[Stored data]
*****

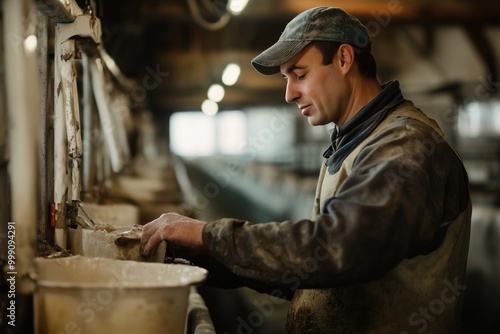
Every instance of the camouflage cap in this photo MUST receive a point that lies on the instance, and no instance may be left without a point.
(315, 24)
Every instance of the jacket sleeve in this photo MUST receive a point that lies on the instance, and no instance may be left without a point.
(405, 187)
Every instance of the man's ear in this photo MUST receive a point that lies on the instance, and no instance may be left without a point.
(346, 57)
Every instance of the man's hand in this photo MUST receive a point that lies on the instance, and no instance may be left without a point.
(175, 229)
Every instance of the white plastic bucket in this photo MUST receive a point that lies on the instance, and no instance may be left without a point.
(98, 295)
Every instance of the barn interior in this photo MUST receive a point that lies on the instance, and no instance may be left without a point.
(159, 127)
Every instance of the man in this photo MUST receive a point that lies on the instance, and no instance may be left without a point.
(385, 250)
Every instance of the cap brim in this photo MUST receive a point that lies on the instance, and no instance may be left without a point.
(269, 61)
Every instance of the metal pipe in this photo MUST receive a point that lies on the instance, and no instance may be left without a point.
(67, 135)
(23, 104)
(102, 100)
(60, 10)
(88, 163)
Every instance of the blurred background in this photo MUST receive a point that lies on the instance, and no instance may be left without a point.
(191, 127)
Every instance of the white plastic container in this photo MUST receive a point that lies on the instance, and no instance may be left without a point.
(97, 295)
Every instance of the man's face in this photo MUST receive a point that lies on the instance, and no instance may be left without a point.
(320, 91)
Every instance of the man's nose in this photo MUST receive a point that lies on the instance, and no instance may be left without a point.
(291, 94)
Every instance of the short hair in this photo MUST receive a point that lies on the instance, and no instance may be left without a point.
(364, 58)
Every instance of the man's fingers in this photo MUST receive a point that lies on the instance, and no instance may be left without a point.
(152, 236)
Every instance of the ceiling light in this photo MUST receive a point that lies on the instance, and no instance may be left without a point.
(30, 44)
(230, 74)
(216, 93)
(237, 6)
(209, 107)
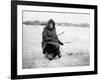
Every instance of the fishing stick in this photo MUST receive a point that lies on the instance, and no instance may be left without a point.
(60, 33)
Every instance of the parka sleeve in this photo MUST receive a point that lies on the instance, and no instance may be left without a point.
(45, 36)
(58, 39)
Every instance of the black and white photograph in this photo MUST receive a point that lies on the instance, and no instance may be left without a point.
(55, 39)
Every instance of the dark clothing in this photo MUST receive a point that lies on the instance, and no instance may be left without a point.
(49, 35)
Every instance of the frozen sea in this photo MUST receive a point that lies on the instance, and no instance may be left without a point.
(75, 53)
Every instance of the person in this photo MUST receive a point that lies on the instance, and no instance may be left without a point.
(49, 36)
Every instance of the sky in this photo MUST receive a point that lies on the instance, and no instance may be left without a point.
(57, 17)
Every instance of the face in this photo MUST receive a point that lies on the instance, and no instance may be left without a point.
(51, 25)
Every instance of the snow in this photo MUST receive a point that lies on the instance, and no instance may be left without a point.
(75, 53)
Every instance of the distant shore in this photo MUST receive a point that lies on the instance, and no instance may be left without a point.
(59, 24)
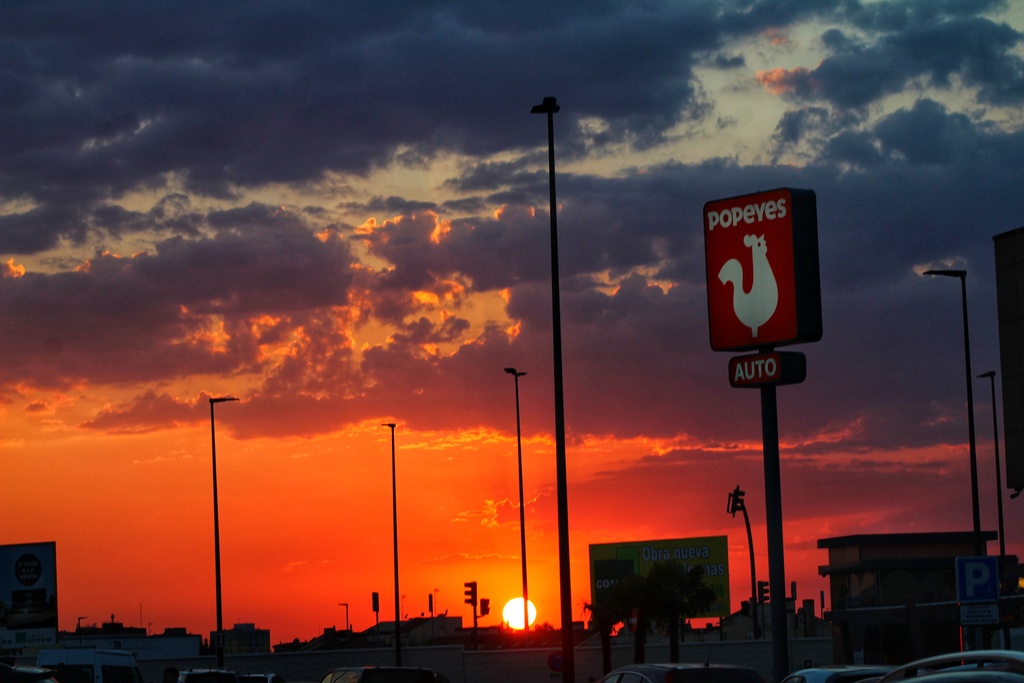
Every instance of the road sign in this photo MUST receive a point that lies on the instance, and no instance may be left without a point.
(761, 253)
(980, 613)
(977, 579)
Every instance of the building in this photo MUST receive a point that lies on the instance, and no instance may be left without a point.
(894, 595)
(245, 639)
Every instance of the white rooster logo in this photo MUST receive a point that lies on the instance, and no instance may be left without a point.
(756, 307)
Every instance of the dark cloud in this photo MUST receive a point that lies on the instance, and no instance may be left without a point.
(229, 100)
(148, 317)
(936, 44)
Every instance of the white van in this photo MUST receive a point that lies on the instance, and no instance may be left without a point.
(86, 665)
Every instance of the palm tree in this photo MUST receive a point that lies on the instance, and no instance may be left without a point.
(616, 604)
(672, 592)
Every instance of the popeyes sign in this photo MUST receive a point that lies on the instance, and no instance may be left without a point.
(761, 253)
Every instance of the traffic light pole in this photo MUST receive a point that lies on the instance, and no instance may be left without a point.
(773, 518)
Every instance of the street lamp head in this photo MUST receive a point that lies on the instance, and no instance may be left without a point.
(947, 273)
(549, 105)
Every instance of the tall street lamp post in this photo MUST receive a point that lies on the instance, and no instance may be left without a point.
(998, 473)
(394, 518)
(979, 548)
(216, 532)
(736, 504)
(550, 107)
(522, 509)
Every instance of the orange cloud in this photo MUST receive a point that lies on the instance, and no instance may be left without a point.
(11, 269)
(780, 81)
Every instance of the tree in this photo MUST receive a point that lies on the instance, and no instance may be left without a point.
(673, 591)
(616, 603)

*****

▶ **YOUR GOAL**: Copy the data word for word. Pictures do not go in the copy.

▶ **SOLUTION FOR THIS PROBLEM**:
Every instance of the camouflage cap in this photo MUST receive a point that lies on the instance, and no instance may be left without a point.
(315, 24)
Every instance of the jacket sleeve in this photo MUST receive a point that lies on the instance, and no instance may be left without a point.
(405, 187)
Every instance of the man's ear in this photo MUST receive a point that lies on the instance, and no instance may be left without a point.
(346, 57)
Every instance of the man's hand in this photo MUST receive a point that lies on the instance, and no instance may be left without a point.
(175, 229)
Every instance of the white plastic bucket in this photo MUST receive a point that lies on the instance, and no instance may be left without a point.
(98, 295)
Every instance of the barn interior in this photo MUST receive a point that lies on the instance, and no instance may be left without a point.
(159, 127)
Every instance of the man in this photo MUST receive a point that lies on the instance, and no instance may be left without a point.
(385, 250)
Every instance of the cap brim in this photo MUST receive a point that lies on the instance, and no instance may be left without a point.
(269, 61)
Every instance of the metal pipe in this photo MUST receive a point that lies on the instance, and no instance may be left without a point.
(67, 135)
(23, 104)
(102, 100)
(60, 10)
(88, 163)
Every instance of the blurred background in this photo MUST receive a point that lies on the instance, and no instance may be left without a point.
(191, 127)
Every instance of the white plastic container in this photo MUST receive a point that lies on the instance, and no instance may be left without a point.
(97, 295)
Every instance of the man's face in this photo MUST receive a point that lies on the instance, and no instance may be left without a point.
(320, 91)
Every instance of the man's nose in this photo MUST receive a point that lies on the instance, and no instance may be left without a point.
(291, 94)
Every instance of the short hair in this photo MUST receive a point that lies on the instance, and no instance may be left without a point.
(364, 58)
Every instance of the man's fingers in this photo MUST receive a point that lies on the instance, and no instance may be left without a point.
(152, 236)
Every instance of the ceiling light in this photo MUST receive a point that lies on the instance, and no instance may be left without a point.
(30, 44)
(230, 74)
(216, 93)
(237, 6)
(209, 107)
Every instance of the fishing stick in this photo MUST receive a point that lies on the instance, and no instance may be left without a point.
(60, 33)
Every instance of the parka sleeve in this photo MUST receive a point that lies on the instance, and no instance may be left without a point.
(45, 36)
(58, 39)
Every instance of the black and white photograph in this photo MUST receive a point that lies on the instance, and no instance may be left without a point.
(55, 39)
Every instance of the dark clothing in this photo MUST receive a point that lies on the instance, and no instance may be left without a point.
(49, 35)
Every instance of the frozen sea in this photo MUST receive a point that lies on the instance, and no instance may be left without a point.
(75, 53)
Every instance of the person in this photo MUST receive a point that lies on the instance, and no instance may be left without a point.
(49, 36)
Every instance of the sky in this photo MUST receive a point that lies on the instance, and no instance may be left without a point.
(57, 17)
Every instance of the face in this photo MUST receive a point that lies on the instance, and no instance may be left without a point.
(51, 25)
Every instance of the snow in this photo MUST receive a point that lies on the instance, and no instance may be left without a point.
(75, 53)
Every instance of the distant shore in this photo MUST receive a point that lies on the instance, and no instance may be left without a point.
(59, 24)
Every instance of the road sign in this photo MUST receive a point that lies on the instance, and no instance may be left without a point.
(761, 253)
(980, 613)
(977, 579)
Every instance of the building in this photo MUST receive a point that lies on the instance, and no instance may be left without a point.
(894, 595)
(245, 639)
Every instance of the white rooster logo in this photo MUST receive a point that lies on the instance, and no instance may be left without a point.
(756, 307)
Every instance of the dark cloud in this photo MUST receive a point that lies on the instance, and no instance may be left without a point.
(229, 100)
(148, 317)
(936, 44)
Every instance of the white van in this photo MUST receive a point that lies on the instance, and no instance may be left without a point.
(86, 665)
Every instance of the palm tree in this photo MUST receive a point that lies on the instance, and no instance may be left without a point.
(616, 604)
(672, 592)
Every instance of the popeyes sign in this photo MUST receive a point that lies on the instance, and no instance may be left without a point.
(761, 253)
Every instance of the traffic light pole in this photo MUST receive a point that lies on the instance, and no instance may be left without a point.
(773, 518)
Every instance of the street lamp head in this photo MUST receive a point that lies on the instance, and no instance may be left without a point.
(947, 273)
(549, 105)
Every instance of the tall street lamp post in this photo MUST receive a point that lies on the instance, and no instance may be left without a point.
(998, 473)
(394, 518)
(979, 548)
(216, 532)
(736, 504)
(550, 107)
(522, 509)
Every instance of the orange cloud in this photo MUST receive a point that lies on the instance, and no instance may be left without a point.
(11, 269)
(780, 81)
Every instance of the tree in this photo MUST receive a point that lies on the instance, and no instance may be left without a point.
(673, 591)
(616, 603)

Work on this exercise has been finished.